To do:
Copy the following items word for word, keeping every line and coordinate unchanged.

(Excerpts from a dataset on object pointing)
▽

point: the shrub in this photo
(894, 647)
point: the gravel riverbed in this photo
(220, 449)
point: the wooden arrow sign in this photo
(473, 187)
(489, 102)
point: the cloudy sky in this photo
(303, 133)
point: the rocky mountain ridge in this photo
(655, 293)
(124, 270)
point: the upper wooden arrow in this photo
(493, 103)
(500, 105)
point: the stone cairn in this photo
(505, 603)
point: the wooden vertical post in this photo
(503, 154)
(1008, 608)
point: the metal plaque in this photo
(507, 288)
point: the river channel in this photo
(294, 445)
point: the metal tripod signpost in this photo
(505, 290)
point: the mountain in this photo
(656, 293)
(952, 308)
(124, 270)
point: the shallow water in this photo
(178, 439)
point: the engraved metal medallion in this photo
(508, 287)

△

Solved problem:
point: the shrub in this photo
(894, 647)
point: the gravel riverbed in this photo
(220, 449)
point: the wooden arrow sign in this photo
(473, 187)
(489, 102)
point: the cloudy sky in this photo
(303, 133)
point: the rocky mountain ridge in this photo
(655, 293)
(124, 270)
point: the upper wooden arrow in this photo
(493, 103)
(500, 105)
point: the stone cairn in this photo
(505, 603)
point: the wooden vertical post in this photo
(503, 154)
(1008, 608)
point: the metal plaque in this photo
(507, 288)
point: the river channel in this photo
(294, 445)
point: the metal tripod signpost in this photo
(505, 290)
point: the mountain in this photo
(656, 293)
(952, 308)
(124, 270)
point: the shallow water in this photo
(178, 439)
point: the engraved metal medallion in this photo
(508, 287)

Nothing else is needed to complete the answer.